◆ WHAT YOU NEED TO DO
In the records below, some lines hold the word "bird". Copy each of those lines.

◆ RAW DATA
* * * * * * *

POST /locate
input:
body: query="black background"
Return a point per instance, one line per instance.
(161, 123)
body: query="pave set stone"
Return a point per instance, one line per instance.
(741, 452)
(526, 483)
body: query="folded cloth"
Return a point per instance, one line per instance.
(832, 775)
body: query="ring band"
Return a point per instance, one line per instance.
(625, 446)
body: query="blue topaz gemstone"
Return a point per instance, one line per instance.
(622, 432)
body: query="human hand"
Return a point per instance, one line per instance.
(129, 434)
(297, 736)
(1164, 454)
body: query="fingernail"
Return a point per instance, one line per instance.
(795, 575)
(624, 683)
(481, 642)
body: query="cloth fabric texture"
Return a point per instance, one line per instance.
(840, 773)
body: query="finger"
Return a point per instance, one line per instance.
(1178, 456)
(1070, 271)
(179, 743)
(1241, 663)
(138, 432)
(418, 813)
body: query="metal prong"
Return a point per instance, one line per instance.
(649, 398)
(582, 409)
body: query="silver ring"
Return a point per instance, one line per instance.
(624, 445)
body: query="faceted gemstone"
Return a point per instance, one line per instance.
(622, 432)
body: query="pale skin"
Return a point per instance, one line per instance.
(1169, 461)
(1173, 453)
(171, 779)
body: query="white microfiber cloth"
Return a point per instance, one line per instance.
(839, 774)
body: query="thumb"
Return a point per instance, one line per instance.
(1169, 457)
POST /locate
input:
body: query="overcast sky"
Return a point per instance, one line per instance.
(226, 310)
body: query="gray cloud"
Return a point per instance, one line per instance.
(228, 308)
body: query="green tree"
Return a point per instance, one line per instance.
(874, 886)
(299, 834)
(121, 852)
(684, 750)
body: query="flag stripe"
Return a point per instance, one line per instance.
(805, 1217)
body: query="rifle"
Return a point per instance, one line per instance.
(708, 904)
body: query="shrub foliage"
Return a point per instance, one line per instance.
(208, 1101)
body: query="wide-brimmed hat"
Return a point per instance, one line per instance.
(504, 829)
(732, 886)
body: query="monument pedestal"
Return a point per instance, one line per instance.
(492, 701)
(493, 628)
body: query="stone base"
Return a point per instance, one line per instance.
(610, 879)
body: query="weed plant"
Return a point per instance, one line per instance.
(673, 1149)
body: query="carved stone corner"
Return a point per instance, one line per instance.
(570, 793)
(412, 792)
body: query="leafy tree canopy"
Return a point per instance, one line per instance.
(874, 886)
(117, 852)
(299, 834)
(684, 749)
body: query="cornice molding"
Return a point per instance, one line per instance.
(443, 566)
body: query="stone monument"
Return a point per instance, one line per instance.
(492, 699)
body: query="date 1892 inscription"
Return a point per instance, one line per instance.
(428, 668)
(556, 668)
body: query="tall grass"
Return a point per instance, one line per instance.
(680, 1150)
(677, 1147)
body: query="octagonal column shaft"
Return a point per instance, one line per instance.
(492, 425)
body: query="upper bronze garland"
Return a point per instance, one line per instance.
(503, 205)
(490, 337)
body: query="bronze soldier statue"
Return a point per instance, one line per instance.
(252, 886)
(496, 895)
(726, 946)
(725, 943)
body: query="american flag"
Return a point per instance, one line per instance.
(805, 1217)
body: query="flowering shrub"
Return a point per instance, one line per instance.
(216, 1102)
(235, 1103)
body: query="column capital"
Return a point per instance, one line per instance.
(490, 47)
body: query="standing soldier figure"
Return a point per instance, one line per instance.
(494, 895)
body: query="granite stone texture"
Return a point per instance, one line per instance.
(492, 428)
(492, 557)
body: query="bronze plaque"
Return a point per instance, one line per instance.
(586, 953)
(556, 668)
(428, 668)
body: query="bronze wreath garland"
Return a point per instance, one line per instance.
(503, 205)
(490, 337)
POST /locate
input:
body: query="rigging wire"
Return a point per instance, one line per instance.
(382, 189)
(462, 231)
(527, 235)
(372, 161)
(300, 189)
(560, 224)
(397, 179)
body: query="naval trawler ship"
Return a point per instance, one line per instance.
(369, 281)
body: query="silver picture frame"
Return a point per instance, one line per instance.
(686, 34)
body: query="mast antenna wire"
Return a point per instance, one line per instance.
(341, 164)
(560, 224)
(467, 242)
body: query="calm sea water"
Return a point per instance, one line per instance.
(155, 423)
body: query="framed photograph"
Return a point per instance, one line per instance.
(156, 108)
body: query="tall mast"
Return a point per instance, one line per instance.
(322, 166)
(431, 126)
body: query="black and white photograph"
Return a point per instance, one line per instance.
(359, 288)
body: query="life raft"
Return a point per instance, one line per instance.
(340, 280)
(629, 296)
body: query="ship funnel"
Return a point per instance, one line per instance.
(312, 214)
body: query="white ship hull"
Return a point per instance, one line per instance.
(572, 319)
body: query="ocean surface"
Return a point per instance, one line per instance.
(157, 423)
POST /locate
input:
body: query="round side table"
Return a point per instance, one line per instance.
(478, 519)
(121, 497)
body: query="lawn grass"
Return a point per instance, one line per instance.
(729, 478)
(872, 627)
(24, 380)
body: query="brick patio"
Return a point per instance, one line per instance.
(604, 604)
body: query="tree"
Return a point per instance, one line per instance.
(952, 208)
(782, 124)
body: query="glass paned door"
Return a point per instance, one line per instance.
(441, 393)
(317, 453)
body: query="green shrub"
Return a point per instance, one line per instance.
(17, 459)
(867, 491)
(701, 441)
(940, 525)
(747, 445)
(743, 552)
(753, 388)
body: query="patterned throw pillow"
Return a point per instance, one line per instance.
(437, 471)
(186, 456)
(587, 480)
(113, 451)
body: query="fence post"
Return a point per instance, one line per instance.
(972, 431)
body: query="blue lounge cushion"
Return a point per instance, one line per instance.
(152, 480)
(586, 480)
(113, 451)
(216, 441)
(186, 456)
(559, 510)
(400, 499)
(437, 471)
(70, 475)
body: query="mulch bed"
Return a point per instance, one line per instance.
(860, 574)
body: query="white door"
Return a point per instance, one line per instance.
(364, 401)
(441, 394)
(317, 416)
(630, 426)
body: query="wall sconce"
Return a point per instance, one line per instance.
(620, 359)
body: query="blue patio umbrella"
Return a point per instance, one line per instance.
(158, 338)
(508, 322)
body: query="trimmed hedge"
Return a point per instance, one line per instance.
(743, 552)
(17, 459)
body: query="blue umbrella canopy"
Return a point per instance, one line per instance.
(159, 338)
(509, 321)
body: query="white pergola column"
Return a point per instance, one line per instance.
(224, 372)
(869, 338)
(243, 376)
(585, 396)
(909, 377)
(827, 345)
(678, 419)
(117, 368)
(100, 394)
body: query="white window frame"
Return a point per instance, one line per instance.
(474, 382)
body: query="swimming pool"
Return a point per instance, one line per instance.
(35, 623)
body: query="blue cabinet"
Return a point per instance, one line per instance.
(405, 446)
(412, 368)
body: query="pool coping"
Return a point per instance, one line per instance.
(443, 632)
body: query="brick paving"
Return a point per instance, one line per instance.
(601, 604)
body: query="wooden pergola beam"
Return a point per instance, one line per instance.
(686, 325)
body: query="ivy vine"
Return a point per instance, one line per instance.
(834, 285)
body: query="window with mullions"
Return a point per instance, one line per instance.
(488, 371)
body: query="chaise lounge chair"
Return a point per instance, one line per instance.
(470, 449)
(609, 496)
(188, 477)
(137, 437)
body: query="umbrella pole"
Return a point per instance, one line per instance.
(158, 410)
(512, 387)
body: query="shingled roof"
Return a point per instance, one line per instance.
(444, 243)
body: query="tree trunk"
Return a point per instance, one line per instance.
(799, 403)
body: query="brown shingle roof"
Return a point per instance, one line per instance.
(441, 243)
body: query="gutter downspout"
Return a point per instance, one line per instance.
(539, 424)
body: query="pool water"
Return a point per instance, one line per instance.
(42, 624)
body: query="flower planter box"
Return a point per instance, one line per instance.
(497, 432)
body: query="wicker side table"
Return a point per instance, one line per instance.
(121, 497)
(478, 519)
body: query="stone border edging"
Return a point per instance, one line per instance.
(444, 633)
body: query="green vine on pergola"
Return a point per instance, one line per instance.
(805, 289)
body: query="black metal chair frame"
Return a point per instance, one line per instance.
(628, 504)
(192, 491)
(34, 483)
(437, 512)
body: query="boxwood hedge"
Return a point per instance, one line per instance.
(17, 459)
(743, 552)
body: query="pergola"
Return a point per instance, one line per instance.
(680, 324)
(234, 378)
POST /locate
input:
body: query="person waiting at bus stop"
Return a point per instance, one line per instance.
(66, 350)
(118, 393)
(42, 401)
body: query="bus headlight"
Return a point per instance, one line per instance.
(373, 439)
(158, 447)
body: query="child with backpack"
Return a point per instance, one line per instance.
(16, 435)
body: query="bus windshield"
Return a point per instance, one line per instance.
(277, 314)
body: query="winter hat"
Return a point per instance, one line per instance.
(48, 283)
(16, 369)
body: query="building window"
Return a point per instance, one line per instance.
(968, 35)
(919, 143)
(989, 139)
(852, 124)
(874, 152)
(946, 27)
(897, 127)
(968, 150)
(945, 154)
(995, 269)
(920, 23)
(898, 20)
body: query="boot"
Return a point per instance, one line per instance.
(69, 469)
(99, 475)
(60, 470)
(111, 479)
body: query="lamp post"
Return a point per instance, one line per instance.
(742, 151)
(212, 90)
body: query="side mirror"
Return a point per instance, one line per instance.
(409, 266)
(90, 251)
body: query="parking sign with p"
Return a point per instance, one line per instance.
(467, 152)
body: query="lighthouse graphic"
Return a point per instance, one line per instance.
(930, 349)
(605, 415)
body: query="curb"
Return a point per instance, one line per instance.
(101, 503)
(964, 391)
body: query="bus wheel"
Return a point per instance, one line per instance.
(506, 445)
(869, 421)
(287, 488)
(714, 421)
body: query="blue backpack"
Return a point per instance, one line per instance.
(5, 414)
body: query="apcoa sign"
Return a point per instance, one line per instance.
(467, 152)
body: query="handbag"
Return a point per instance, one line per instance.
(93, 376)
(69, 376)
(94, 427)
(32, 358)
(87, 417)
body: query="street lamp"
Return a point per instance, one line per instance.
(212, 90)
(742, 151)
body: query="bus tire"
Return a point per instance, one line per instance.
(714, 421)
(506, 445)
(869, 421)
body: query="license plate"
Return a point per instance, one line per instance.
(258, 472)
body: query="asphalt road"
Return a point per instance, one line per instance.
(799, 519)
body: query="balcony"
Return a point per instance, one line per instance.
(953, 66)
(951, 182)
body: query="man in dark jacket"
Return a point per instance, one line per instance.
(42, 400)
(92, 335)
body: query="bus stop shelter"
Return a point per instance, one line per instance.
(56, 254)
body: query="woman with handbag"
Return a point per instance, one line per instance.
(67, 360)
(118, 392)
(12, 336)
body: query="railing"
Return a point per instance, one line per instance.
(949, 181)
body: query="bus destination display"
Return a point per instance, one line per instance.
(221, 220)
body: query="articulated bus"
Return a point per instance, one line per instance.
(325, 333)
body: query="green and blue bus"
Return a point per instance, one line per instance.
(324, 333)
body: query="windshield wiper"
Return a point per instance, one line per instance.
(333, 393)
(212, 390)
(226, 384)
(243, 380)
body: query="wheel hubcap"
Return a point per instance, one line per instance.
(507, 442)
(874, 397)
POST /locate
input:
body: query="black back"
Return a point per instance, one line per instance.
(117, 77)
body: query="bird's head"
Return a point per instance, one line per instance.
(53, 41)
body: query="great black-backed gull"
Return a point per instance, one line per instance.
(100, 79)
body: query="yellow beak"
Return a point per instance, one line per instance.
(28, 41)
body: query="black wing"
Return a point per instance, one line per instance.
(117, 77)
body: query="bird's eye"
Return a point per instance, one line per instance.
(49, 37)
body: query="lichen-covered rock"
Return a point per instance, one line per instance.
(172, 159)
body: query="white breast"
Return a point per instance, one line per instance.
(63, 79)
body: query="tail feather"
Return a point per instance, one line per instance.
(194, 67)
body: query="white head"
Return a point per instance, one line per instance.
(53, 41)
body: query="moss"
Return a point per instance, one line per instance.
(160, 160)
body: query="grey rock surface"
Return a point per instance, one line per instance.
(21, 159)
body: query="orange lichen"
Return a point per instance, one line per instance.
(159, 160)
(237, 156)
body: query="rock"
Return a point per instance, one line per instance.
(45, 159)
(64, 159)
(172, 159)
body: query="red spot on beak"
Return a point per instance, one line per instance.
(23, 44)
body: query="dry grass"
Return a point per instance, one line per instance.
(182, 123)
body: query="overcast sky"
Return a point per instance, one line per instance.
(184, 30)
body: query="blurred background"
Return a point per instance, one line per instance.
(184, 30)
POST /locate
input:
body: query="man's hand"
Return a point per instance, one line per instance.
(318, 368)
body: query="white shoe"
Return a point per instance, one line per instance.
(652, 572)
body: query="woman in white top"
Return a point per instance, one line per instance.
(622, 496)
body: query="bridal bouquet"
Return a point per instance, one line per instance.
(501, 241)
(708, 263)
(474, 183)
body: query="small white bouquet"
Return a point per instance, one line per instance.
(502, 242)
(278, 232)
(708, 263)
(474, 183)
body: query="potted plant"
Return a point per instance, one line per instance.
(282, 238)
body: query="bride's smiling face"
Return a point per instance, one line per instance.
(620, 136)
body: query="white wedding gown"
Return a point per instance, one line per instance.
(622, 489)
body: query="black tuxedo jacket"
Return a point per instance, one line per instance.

* * * * * * *

◆ REPLY
body: query="bird's head"
body: query="bird's eye"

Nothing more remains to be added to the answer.